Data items
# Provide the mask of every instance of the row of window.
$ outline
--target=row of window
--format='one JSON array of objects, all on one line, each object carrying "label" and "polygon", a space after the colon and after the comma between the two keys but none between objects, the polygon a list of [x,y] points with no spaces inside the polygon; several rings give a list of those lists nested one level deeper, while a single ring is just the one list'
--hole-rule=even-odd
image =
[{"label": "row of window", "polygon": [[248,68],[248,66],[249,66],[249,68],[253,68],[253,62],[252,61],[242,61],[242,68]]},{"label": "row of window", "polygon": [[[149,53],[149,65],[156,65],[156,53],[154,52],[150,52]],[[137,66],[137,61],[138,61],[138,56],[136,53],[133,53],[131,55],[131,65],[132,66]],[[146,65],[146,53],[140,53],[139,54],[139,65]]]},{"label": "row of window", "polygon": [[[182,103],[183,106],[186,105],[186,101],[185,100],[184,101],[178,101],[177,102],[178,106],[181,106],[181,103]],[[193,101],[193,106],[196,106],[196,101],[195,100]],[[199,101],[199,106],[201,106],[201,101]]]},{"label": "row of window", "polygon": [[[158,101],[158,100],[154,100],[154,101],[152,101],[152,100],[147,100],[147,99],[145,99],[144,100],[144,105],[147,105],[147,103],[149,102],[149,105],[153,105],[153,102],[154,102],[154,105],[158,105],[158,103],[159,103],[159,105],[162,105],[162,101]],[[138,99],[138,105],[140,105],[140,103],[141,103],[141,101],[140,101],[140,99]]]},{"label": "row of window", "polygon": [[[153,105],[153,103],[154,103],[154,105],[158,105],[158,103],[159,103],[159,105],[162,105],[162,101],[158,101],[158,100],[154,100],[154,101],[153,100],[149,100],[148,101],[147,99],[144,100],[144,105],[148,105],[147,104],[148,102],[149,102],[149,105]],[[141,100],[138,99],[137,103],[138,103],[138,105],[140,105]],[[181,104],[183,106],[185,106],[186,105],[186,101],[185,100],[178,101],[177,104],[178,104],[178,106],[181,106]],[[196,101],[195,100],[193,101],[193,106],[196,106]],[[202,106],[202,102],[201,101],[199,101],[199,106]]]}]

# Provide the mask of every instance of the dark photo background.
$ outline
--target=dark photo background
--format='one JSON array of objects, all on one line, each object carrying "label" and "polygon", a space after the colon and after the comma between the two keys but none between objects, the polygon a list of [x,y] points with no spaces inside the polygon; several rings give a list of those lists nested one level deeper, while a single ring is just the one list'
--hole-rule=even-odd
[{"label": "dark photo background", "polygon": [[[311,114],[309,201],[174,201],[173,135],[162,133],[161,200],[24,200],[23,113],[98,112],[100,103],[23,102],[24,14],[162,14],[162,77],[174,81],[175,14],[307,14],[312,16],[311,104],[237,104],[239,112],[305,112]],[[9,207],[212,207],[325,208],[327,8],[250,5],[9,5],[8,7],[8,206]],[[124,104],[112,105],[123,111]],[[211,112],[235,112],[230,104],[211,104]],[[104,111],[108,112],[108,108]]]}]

__Task statement__
Copy each line of the data items above word for word.

__Solution__
# Provide the mask of every instance of the row of window.
$ outline
--target=row of window
--format='one JSON array of objects, all on one line, each object carrying "label" and "polygon", a space after the colon and after the comma between the two keys but none between objects, the polygon a list of [x,y] points with no spaces inside the polygon; several rings give a list of those lists nested one level deeper, while a single ring is just the one list'
--hole-rule=even-odd
image =
[{"label": "row of window", "polygon": [[248,68],[248,66],[249,66],[249,68],[253,68],[253,62],[252,61],[242,61],[242,68]]},{"label": "row of window", "polygon": [[[149,53],[149,65],[156,65],[156,53],[154,52],[150,52]],[[137,66],[137,61],[138,61],[138,56],[136,53],[133,53],[131,55],[131,65],[132,66]],[[146,65],[146,53],[140,53],[139,54],[139,65]]]},{"label": "row of window", "polygon": [[[182,103],[183,106],[186,105],[186,101],[185,100],[184,101],[178,101],[177,102],[178,106],[181,106],[181,103]],[[193,101],[193,106],[196,106],[196,101],[195,100]],[[199,101],[199,106],[201,106],[201,101]]]},{"label": "row of window", "polygon": [[[158,101],[158,100],[154,100],[154,101],[152,101],[152,100],[147,100],[147,99],[145,99],[144,100],[144,105],[147,105],[147,103],[149,102],[149,105],[153,105],[153,102],[154,102],[154,105],[158,105],[158,103],[159,103],[159,105],[162,105],[162,101]],[[138,99],[138,105],[140,105],[140,103],[141,103],[141,101],[140,101],[140,99]]]},{"label": "row of window", "polygon": [[[153,105],[153,103],[154,103],[154,105],[158,105],[158,103],[159,103],[159,105],[162,105],[162,101],[158,101],[158,100],[154,100],[154,101],[153,100],[149,100],[148,101],[147,99],[144,100],[144,105],[148,105],[147,104],[148,102],[149,102],[149,105]],[[141,100],[138,99],[137,103],[138,103],[138,105],[140,105]],[[181,104],[183,106],[185,106],[186,105],[186,101],[185,100],[178,101],[177,104],[178,104],[178,106],[181,106]],[[196,101],[195,100],[193,101],[193,106],[196,106]],[[202,106],[202,102],[201,101],[199,101],[199,106]]]}]

# Provide the mask of every instance of the dark photo background.
$ outline
--target=dark photo background
--format='one JSON array of objects, all on one line, each object carrying "label" and "polygon", a space after the colon and after the comma between the two keys but none between objects, the polygon a list of [x,y] points with no spaces inside the polygon; several rings give a list of those lists nested one level deeper, while a single ring is just the one list'
--hole-rule=even-odd
[{"label": "dark photo background", "polygon": [[[311,114],[309,201],[174,201],[173,135],[162,133],[161,200],[24,200],[23,113],[98,112],[100,103],[23,102],[24,14],[162,14],[162,77],[174,81],[175,14],[307,14],[312,16],[311,104],[237,104],[239,112],[305,112]],[[9,207],[212,207],[325,208],[327,8],[250,5],[9,5],[8,7],[8,206]],[[124,104],[112,105],[123,111]],[[211,112],[235,112],[230,104],[211,104]],[[104,111],[108,112],[108,108]]]}]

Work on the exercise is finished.